| PROMPT |
From the Liz Claiborne passage below, copy the portion starting at "But now that" and ending at "most profitable one?".

| DOCUMENT TEXT |
The company, which owns Juicy Couture, Kate Spade, and Lucky Brand, agreed Wednesday to sell its namesake department-store label to J.C. Penney for $267.5 million. It also previously jettisoned some other brands, including Monet, also sold to Penney's, its Mexx division, which is being sold to the Gores Group, the Dana Buchman label, which is being acquired by Kohl’s.
These, and some other similar shifts, have helped the company raise $471 million, virtually all of which will be used to pay down debt, notes Women's Wear Daily. Wall Street seemed to approve, and Liz Claiborne stock was up 34.1 percent after the announcement, to $6.84, and was trading above $7 this morning.
But now that the company’s fortunes seem to be turning around, what can it do about its name? And how should an existing company or a startup go about developing a name, anyway? We came up with five questions for brand naming and strategy specialist Scott Milano, owner and managing director of Tanj Branding LLC, a New York City-based consultancy. Milano came up with the names “Ally Bank,” the Nintendo “Wii” and Sony “Bravia” television.
Portfolio.com: Should Liz Claiborne Inc. choose one of its labels—Juicy Couture, Kate Spade, and Lucky Brand—and make it the umbrella name of the new company ( à la Gap, Inc.)? If it does choose one of the existing labels it already owns, should it go with the best-known brand? The most profitable one?

| GIVEN RECORDS |
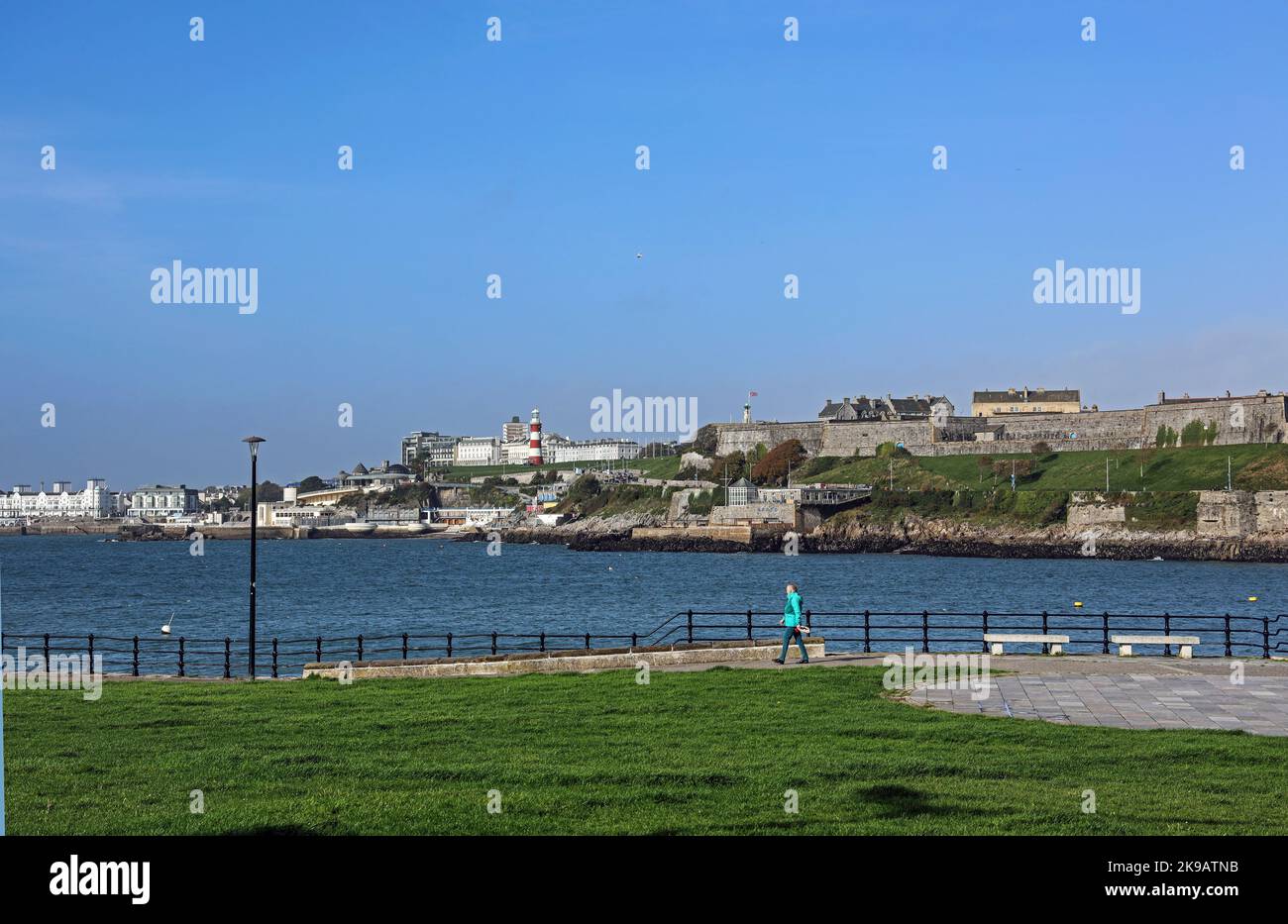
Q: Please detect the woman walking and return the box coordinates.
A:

--

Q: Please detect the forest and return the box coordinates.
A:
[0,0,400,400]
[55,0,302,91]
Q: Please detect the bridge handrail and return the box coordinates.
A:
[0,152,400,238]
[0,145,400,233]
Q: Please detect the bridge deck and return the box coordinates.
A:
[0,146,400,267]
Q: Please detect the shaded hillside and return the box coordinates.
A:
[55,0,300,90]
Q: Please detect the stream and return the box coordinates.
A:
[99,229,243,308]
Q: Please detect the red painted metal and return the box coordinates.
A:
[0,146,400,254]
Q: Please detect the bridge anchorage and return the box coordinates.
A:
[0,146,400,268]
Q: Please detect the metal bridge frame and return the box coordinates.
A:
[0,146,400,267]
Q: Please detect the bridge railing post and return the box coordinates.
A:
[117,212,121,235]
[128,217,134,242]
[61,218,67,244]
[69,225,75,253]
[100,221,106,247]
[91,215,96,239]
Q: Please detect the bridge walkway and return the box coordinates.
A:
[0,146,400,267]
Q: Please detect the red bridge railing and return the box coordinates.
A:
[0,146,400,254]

==

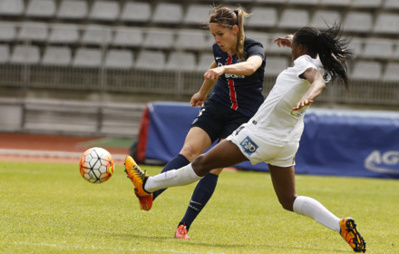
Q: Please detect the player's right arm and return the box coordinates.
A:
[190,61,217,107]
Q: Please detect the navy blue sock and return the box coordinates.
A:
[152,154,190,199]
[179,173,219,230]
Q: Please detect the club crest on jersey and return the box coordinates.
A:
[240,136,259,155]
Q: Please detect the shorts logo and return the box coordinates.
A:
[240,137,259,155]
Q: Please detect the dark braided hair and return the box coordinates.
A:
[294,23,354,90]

| TASK RESULT |
But now that the company’s fortunes seem to be turning around, what can it do about its name? And how should an existing company or a startup go about developing a name, anyway? We came up with five questions for brand naming and strategy specialist Scott Milano, owner and managing director of Tanj Branding LLC, a New York City-based consultancy. Milano came up with the names “Ally Bank,” the Nintendo “Wii” and Sony “Bravia” television.
Portfolio.com: Should Liz Claiborne Inc. choose one of its labels—Juicy Couture, Kate Spade, and Lucky Brand—and make it the umbrella name of the new company ( à la Gap, Inc.)? If it does choose one of the existing labels it already owns, should it go with the best-known brand? The most profitable one?